Dataset entries —
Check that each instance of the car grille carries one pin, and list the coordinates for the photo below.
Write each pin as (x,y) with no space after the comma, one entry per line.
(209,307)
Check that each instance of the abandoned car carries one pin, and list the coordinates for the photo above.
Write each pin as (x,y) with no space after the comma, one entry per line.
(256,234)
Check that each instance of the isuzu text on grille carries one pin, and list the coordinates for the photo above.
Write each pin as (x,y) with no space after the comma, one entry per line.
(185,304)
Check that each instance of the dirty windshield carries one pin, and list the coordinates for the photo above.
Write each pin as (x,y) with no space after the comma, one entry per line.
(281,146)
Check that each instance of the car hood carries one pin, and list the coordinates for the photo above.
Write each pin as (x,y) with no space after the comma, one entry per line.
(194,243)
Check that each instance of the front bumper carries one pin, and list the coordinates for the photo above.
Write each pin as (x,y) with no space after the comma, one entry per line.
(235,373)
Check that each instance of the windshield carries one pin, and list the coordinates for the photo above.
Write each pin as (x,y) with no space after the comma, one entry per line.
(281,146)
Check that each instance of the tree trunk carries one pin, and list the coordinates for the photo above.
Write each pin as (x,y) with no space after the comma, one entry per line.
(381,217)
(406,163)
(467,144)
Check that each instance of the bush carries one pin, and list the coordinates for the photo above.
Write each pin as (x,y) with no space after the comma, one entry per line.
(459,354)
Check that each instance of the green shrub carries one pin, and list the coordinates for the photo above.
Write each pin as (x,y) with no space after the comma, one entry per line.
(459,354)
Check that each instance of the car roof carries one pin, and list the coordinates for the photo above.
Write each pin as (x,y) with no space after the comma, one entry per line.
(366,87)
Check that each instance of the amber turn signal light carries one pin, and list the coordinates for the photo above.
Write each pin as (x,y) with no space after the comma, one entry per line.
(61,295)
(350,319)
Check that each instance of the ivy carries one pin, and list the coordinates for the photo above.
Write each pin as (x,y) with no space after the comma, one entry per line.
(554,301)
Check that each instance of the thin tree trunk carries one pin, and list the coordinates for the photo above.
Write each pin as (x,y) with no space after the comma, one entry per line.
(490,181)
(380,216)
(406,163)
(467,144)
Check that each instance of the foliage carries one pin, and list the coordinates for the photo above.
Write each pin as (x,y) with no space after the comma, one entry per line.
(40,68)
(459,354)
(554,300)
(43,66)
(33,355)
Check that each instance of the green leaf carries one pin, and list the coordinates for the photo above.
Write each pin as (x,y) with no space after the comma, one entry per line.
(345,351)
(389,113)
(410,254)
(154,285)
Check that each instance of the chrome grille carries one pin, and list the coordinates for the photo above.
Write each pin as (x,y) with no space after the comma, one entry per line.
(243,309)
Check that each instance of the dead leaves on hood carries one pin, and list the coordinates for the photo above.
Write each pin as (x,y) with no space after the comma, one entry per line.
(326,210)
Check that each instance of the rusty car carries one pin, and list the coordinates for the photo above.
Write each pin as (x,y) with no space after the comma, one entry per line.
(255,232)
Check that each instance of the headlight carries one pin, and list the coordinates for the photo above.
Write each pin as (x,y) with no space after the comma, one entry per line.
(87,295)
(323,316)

Task instructions — An exact reproduction of the material above is required.

Answer for this exercise —
Check that each instance of the car grille carries one pin, and list the coordinates for the photo below.
Write each pin as (x,y) with no space after the comma, one entry per line.
(209,307)
Check that each instance of the abandoned car carries one pin, and list the coordinates for the photo above.
Write each pin as (x,y) with no space after the comma, one entry per line.
(256,234)
Check that each instance of the isuzu text on grille carries one pin, and list the coordinates for the photo above.
Write each pin as (x,y) with no space after the comma, one entry per line.
(185,304)
Check that each instance of the dirty windshield carries one pin, and list the coordinates for the photo above.
Write each pin as (x,y) with no space after the comma, one entry per line.
(281,146)
Check that each instance of the car hood carries one pin, and list the coordinates for the photo above.
Write each pin as (x,y) with no space after the comma, one entry per line.
(194,243)
Check that each instance of the front bumper carries one pin, and list the coordinates for the photo above.
Write each pin as (x,y) with no space after the comma, one entry per line.
(235,373)
Check that each instance of the windshield carries one pin, and list the coordinates for the photo above.
Write each pin as (x,y) with no space after the comma, one entry per line.
(281,146)
Check that each instance of the tree trunk carries one pin, and list the coordinates for the photo above.
Write each pin as (x,y) with no space after the comma, one entry per line.
(381,217)
(406,163)
(467,144)
Check that each instance of the bush carries one pin, and list the coordinates for the photo above.
Write each pin as (x,y) with no space after the comma, one entry per line.
(459,354)
Check that each instance of the green shrub carries one pin, and list the coordinates for the photo above.
Write each pin as (x,y) with no space after the comma, one entry per line.
(459,354)
Check that each instance of the car roof carries one pin, and list the coordinates for the photo above.
Write each pin as (x,y) with no space after the comma, one entry per line.
(366,87)
Check that each instance of the amber turn signal light carries one pin, and list the coordinates for the photo above.
Write each pin as (x,y) with no space after the comma, one entry per line.
(61,295)
(350,319)
Check that each instance of the ivy carries one pin, and list the coordinates for the photo above.
Write each pin as (x,y) with no space after the comma, one entry per line.
(554,301)
Check that each instance of the thin tree trunk carries one pin, and list the coordinates for the photo above.
Write each pin as (x,y) with no space after the comma, one entry per line.
(490,181)
(380,216)
(406,163)
(467,144)
Check that each instance of the foliage carries one pin, and list the coordinates for the photo above.
Write each pin as (x,y) with no space after the comma, one entry per line.
(40,68)
(459,354)
(554,300)
(43,66)
(33,355)
Check that each instance of the green leaf carries one pin, and list the coordinates for the photo above.
Write each pin as (x,y) with no space after the comma, one entry per line.
(345,351)
(389,113)
(410,254)
(154,285)
Check that each instance of the chrome grille carries one pin, and list the coordinates for the photo above.
Write each pin as (x,y) with no space after the comma, one entry per line.
(243,309)
Check that each instance of the dead leaves on hood carries one pin, and list the coordinates for the photo above.
Write each pin as (x,y) with no space after the comma, one entry per line.
(326,210)
Check that each instance of the rusty car carries one pin, and list the coordinates for the photo above.
Write each pin as (x,y) with no space after the comma, one entry per line.
(255,232)
Check that each instance of the headlight carries one pin, and list the coordinates for the photo above.
Write each pin as (x,y) with no space after the comma, one entry per line.
(87,295)
(323,316)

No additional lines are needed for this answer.